* **Passage provided**:
◆ ◆ ◆ ◆

Annil Vigneswaran (born 25 August 2003) is a Malaysian footballer currently playing as a defender for German side Freiburger.

Club career

Early life
Born in Kajang, Selangor, Vigneswaran first took an interest in football at the age of seven, with his father enrolling him in a Little League side, for players aged 5–16 across the Klang Valley. At the age of ten, he spent three months with Dutch side Ajax, before returning to Malaysia to join the Kuala Lumpur Youth Soccer (KLYS) team.

Move to Germany
At the age of fourteen, he was scouted by German side SGV Freiberg, and eventually moved to Germany to join the club. In February 2022, he joined 2. Bundesliga side Sandhausen.

For the 2022–23 season, he joined Oberliga Baden-Württemberg side Freiburger, but was assigned to the club's second team in the Landesliga Südbaden 2.

◆ ◆ ◆ ◆

* **Objectives**:
1. List every football club that the Vigneswaran biography names.
2. Extend the Vigneswaran biography with a short paragraph that picks up after its final sentence.
The items in the dataset excerpt are not needed for any task.

* **Dataset excerpt**:
◆ ◆ ◆ ◆

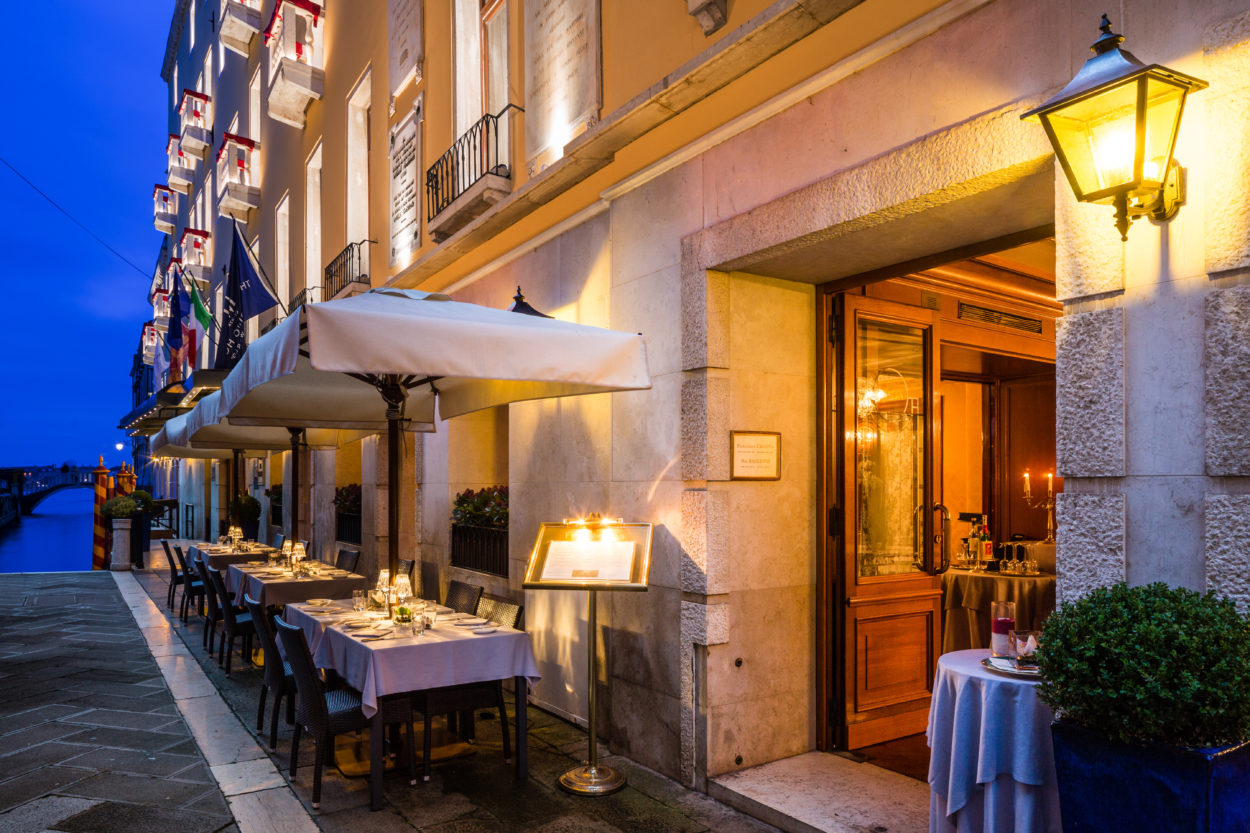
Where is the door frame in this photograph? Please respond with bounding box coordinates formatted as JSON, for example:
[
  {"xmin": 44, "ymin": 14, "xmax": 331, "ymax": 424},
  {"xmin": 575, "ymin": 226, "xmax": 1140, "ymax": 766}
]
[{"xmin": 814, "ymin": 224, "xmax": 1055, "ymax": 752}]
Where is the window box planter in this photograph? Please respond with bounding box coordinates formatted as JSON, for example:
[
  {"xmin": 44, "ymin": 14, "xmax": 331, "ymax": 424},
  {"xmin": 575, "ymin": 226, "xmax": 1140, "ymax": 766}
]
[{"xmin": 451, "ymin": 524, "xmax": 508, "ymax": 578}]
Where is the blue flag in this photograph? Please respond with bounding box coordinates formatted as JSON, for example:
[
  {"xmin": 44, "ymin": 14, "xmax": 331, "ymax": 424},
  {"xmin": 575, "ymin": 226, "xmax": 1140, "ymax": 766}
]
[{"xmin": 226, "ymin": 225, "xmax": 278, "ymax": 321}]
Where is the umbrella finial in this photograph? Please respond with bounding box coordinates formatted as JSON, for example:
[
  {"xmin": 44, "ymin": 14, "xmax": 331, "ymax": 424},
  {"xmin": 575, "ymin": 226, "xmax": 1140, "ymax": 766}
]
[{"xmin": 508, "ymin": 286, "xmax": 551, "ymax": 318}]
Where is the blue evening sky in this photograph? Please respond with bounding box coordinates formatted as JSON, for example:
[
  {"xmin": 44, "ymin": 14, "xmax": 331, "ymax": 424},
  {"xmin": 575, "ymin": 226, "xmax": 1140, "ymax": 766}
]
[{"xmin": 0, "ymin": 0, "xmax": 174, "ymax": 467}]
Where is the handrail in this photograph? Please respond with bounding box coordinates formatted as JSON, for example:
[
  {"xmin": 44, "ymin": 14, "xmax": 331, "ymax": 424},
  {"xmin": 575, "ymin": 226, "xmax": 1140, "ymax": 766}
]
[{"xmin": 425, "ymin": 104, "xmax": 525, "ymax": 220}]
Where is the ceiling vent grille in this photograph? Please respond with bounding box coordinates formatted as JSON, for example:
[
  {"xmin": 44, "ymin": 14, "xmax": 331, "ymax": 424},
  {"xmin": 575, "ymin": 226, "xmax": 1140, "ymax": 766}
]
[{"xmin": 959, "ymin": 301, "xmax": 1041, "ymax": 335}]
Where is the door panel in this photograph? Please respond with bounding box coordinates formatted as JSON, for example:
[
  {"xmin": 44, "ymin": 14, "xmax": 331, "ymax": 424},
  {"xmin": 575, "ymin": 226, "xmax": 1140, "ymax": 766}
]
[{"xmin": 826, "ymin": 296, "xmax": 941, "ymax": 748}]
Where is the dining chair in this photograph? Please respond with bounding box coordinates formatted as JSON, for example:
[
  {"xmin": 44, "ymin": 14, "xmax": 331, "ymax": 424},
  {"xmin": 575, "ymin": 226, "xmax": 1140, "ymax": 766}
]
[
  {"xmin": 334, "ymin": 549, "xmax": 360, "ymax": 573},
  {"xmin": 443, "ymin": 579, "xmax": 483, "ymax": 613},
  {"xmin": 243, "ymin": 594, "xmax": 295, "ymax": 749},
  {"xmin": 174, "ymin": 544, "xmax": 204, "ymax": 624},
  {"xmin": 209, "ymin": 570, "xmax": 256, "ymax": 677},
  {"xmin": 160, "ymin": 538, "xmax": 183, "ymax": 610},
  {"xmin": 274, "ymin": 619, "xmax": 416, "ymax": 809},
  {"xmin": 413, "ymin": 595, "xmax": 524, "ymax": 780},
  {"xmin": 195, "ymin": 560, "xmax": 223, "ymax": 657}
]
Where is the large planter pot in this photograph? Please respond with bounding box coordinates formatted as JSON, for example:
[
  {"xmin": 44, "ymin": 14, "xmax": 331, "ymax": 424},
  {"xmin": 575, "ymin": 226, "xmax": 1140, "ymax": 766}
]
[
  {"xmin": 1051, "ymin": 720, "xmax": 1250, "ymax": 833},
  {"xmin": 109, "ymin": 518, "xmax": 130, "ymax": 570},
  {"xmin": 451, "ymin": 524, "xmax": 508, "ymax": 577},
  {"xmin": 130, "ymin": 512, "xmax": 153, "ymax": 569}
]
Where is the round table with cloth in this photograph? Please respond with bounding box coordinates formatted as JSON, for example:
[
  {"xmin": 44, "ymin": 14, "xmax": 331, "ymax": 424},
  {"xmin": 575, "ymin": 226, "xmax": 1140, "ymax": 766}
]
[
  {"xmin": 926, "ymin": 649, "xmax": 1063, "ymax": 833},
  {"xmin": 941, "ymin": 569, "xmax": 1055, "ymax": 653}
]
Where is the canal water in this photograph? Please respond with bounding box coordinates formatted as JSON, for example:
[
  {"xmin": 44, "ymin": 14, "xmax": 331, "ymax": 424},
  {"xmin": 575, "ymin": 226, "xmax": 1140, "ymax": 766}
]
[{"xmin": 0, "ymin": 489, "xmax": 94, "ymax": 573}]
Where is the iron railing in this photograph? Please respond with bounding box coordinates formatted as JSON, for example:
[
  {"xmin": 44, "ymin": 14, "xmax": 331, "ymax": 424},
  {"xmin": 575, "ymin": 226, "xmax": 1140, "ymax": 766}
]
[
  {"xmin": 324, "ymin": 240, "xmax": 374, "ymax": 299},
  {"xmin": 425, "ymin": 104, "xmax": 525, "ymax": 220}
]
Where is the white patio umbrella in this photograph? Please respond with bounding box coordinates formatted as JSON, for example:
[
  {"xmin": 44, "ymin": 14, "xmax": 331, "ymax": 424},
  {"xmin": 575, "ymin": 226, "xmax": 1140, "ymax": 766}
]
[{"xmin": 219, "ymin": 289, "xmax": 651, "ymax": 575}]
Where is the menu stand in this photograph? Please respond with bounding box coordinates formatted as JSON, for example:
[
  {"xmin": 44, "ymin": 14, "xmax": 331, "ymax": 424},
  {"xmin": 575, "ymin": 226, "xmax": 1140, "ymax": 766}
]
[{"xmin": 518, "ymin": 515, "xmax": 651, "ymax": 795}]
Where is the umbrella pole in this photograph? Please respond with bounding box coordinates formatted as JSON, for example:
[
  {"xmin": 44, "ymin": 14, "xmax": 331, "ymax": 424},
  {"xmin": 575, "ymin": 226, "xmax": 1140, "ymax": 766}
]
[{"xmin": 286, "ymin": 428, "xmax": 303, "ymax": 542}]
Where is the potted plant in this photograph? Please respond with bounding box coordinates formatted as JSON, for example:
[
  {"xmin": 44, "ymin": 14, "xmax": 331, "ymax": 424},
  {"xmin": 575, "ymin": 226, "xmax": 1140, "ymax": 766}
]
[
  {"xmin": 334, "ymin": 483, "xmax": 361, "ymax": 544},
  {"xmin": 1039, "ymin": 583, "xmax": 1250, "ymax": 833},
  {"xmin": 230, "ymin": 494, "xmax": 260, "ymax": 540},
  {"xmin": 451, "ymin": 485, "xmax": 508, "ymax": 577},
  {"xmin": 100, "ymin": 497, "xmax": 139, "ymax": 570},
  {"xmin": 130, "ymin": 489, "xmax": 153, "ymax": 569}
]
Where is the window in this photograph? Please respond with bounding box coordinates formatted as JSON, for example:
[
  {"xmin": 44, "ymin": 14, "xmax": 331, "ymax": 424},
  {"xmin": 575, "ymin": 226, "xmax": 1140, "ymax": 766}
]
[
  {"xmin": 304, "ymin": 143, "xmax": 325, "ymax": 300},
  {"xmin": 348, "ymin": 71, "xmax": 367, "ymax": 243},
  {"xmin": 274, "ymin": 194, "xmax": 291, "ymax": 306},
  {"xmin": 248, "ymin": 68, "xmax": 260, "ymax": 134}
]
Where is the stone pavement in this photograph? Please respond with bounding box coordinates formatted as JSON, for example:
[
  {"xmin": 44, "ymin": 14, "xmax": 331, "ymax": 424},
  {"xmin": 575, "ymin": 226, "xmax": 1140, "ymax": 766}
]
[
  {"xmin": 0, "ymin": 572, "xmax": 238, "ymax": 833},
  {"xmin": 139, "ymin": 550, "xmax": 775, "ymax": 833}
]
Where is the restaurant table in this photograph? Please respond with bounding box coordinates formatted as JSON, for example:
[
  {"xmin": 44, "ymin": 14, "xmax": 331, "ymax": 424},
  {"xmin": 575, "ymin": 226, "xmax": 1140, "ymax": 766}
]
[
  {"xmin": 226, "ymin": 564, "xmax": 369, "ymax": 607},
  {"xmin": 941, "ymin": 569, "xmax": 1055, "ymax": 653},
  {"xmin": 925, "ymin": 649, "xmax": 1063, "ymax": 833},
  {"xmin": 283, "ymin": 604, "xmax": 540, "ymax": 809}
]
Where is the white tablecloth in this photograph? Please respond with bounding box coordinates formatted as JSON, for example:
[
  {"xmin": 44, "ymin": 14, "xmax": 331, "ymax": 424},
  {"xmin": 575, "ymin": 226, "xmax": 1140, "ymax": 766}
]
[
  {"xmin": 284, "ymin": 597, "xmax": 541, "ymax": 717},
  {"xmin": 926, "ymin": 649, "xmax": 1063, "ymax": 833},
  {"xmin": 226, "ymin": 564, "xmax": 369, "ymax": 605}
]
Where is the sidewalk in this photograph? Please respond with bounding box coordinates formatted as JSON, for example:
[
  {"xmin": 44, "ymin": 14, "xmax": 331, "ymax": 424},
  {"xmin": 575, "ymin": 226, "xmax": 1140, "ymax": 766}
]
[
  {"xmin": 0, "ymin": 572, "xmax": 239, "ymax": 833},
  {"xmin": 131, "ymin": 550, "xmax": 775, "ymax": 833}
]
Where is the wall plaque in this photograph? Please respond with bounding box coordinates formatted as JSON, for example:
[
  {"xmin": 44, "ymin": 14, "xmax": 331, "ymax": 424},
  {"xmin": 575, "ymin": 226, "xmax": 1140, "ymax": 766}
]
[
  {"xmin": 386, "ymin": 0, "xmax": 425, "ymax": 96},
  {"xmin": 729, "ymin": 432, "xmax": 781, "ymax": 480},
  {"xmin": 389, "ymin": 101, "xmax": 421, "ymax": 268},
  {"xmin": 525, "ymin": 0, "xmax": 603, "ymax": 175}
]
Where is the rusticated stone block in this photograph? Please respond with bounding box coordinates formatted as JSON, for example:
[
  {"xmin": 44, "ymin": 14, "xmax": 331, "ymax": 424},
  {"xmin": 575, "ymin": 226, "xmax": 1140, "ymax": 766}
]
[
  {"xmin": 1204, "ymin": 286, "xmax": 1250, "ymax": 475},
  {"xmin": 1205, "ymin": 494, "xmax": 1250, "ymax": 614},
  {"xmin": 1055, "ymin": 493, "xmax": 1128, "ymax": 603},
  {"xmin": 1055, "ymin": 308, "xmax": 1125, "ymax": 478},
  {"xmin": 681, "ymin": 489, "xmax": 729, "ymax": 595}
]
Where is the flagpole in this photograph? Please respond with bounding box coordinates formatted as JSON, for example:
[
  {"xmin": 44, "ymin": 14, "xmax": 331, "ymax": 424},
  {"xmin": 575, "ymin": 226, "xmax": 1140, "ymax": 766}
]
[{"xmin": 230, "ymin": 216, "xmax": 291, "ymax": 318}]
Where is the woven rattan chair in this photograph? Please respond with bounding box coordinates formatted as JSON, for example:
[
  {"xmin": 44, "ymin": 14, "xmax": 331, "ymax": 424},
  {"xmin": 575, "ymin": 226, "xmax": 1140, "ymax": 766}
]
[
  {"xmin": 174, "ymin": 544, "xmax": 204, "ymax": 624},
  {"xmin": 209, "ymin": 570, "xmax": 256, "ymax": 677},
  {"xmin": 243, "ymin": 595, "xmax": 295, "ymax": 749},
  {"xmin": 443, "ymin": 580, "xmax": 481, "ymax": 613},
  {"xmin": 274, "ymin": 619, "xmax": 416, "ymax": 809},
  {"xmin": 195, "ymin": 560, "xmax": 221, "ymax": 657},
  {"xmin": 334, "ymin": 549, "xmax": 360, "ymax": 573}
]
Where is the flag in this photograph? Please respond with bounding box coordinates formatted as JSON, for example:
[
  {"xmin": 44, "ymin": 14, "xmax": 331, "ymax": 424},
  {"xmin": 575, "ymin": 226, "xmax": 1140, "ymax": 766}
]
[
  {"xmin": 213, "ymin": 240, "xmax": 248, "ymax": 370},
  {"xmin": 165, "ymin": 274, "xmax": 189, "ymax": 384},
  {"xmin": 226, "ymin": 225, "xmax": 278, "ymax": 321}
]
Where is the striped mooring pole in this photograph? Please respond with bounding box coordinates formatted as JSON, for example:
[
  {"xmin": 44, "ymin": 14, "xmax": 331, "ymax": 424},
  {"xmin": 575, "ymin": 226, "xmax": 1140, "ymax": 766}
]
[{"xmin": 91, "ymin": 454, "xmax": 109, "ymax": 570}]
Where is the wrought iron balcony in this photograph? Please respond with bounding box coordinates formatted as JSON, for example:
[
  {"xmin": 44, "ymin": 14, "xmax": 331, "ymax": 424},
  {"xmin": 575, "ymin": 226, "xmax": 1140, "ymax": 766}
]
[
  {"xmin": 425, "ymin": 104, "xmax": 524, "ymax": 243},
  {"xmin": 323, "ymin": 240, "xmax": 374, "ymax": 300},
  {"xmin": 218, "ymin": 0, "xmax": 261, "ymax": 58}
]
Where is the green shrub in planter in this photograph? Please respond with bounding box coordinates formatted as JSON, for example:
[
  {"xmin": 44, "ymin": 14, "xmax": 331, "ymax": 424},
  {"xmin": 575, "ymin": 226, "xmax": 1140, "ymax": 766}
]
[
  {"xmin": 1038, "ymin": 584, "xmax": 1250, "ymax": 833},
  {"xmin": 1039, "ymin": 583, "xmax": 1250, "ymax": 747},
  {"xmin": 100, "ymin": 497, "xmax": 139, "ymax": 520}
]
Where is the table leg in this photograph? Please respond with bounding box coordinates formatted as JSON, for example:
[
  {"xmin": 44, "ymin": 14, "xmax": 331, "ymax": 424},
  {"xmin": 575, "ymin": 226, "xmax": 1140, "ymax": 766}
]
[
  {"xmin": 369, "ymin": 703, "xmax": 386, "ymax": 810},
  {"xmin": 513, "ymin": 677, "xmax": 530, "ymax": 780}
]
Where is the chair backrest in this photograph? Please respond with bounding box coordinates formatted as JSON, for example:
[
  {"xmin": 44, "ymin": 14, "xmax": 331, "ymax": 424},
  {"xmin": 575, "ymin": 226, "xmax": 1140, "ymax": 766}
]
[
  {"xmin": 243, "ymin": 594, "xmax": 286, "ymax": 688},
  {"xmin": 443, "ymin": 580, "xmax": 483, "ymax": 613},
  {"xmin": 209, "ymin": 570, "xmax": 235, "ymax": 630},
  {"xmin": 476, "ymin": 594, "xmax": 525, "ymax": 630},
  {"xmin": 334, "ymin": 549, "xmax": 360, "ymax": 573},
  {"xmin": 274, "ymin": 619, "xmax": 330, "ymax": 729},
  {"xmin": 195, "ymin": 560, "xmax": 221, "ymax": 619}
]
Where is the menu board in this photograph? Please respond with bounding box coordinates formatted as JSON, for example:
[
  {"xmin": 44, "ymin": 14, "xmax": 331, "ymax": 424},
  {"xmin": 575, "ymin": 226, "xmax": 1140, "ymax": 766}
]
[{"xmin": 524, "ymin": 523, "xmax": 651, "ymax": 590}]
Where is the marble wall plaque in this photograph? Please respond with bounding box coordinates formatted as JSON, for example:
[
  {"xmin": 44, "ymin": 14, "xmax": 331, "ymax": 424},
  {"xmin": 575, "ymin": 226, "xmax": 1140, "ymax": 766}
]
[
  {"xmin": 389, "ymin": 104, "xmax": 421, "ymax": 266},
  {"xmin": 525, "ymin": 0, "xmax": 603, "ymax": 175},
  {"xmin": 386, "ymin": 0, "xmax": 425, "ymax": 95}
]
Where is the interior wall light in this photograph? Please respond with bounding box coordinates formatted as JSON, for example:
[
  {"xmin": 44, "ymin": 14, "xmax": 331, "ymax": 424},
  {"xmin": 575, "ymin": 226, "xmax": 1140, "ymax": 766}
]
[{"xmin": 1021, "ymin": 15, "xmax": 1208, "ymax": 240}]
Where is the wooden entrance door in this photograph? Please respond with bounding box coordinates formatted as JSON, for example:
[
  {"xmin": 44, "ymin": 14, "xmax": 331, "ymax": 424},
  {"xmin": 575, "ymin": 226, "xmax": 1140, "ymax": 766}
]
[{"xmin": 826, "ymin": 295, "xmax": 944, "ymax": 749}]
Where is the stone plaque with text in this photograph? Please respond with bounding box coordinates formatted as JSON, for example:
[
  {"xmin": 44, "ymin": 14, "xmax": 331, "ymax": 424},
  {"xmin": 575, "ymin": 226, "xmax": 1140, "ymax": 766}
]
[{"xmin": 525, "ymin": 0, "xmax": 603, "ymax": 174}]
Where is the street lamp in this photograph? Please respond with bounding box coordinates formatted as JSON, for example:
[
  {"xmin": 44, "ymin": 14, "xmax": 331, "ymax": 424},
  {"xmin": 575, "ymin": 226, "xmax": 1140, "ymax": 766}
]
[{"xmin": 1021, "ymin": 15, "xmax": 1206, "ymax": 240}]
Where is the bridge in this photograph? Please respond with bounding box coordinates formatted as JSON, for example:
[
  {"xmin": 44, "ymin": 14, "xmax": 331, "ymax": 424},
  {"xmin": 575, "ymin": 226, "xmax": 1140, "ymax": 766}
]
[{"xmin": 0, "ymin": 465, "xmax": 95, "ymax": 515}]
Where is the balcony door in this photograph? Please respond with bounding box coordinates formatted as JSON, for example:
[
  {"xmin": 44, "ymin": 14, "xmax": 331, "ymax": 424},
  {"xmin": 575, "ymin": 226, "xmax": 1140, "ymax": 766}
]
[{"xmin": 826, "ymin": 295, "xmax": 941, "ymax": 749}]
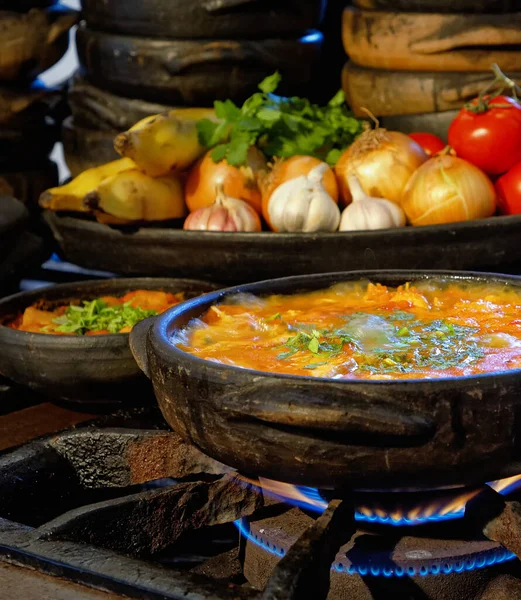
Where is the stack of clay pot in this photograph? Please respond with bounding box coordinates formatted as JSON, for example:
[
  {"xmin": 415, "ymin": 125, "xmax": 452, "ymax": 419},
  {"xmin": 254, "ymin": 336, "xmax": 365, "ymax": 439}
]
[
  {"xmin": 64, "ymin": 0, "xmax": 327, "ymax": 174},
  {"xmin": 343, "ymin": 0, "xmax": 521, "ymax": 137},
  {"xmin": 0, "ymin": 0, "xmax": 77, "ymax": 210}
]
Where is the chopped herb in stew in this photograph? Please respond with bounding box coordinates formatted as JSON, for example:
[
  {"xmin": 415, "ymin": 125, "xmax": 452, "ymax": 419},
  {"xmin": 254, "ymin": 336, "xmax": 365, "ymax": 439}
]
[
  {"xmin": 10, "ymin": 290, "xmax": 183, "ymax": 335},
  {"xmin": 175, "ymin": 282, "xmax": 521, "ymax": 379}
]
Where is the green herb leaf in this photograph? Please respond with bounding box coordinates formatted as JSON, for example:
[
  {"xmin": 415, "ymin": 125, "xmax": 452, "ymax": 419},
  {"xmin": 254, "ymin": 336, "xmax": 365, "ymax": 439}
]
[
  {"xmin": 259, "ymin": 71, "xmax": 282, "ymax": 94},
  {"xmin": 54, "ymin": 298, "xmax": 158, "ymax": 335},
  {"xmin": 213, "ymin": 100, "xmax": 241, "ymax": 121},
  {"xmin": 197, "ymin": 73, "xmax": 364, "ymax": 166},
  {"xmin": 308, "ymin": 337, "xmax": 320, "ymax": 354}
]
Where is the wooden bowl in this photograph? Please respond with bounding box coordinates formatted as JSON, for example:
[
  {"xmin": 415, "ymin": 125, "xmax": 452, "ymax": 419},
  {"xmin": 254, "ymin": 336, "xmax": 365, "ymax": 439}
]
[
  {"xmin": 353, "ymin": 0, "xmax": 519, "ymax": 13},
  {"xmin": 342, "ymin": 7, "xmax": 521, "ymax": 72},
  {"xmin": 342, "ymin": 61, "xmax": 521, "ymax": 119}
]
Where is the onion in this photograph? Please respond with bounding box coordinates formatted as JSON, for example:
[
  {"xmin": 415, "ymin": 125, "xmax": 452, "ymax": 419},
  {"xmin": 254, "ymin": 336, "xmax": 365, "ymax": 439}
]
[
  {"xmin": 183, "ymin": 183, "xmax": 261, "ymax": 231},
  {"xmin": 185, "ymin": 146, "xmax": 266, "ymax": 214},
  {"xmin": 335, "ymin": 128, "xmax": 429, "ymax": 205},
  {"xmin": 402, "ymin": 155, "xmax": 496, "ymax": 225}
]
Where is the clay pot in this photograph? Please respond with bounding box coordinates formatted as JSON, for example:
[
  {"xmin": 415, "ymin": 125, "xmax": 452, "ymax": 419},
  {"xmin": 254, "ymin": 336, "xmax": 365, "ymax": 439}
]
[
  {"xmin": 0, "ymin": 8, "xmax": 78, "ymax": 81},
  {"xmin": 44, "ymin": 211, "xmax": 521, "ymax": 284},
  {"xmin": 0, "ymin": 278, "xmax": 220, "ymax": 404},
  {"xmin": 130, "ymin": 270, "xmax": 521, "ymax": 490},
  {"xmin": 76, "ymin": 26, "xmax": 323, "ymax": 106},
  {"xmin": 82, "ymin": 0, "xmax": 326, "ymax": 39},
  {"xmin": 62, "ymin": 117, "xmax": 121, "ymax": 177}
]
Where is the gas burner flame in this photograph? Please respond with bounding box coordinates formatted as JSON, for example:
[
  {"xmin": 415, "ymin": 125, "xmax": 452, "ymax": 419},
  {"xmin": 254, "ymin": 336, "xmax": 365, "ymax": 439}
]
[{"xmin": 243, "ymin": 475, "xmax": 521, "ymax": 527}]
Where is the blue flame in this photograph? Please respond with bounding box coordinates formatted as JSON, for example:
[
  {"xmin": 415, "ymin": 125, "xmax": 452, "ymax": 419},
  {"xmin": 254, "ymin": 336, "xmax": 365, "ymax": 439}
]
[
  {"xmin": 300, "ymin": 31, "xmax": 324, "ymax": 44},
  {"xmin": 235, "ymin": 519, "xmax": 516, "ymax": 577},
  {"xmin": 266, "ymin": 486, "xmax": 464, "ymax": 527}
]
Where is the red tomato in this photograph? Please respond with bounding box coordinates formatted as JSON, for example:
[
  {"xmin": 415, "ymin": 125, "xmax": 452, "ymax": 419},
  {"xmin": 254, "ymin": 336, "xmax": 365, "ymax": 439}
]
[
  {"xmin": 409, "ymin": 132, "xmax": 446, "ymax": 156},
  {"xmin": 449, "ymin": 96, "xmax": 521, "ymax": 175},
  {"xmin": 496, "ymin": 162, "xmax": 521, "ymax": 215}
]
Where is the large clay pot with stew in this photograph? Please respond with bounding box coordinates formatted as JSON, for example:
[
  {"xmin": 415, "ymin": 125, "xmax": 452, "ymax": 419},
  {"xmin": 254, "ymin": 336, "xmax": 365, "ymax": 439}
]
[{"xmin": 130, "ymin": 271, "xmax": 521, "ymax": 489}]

◆ ◆ ◆ ◆

* **Response list**:
1. Ajax, Kuala Lumpur Youth Soccer (KLYS), SGV Freiberg, Sandhausen, Freiburger

2.
International career
In October 2021, he received a surprise call up to the Malaysia national under-23 football team, having not attended any of the training camps in Malaysia. This call up was criticised by fans, with then-coach Brad Maloney coming to Vigneswaran's defence, saying "assistant coach, Khan Hung Meng used to train this player before he went to Germany a few years ago and he was seen as a very talented player and since then, his performance has started to be monitored."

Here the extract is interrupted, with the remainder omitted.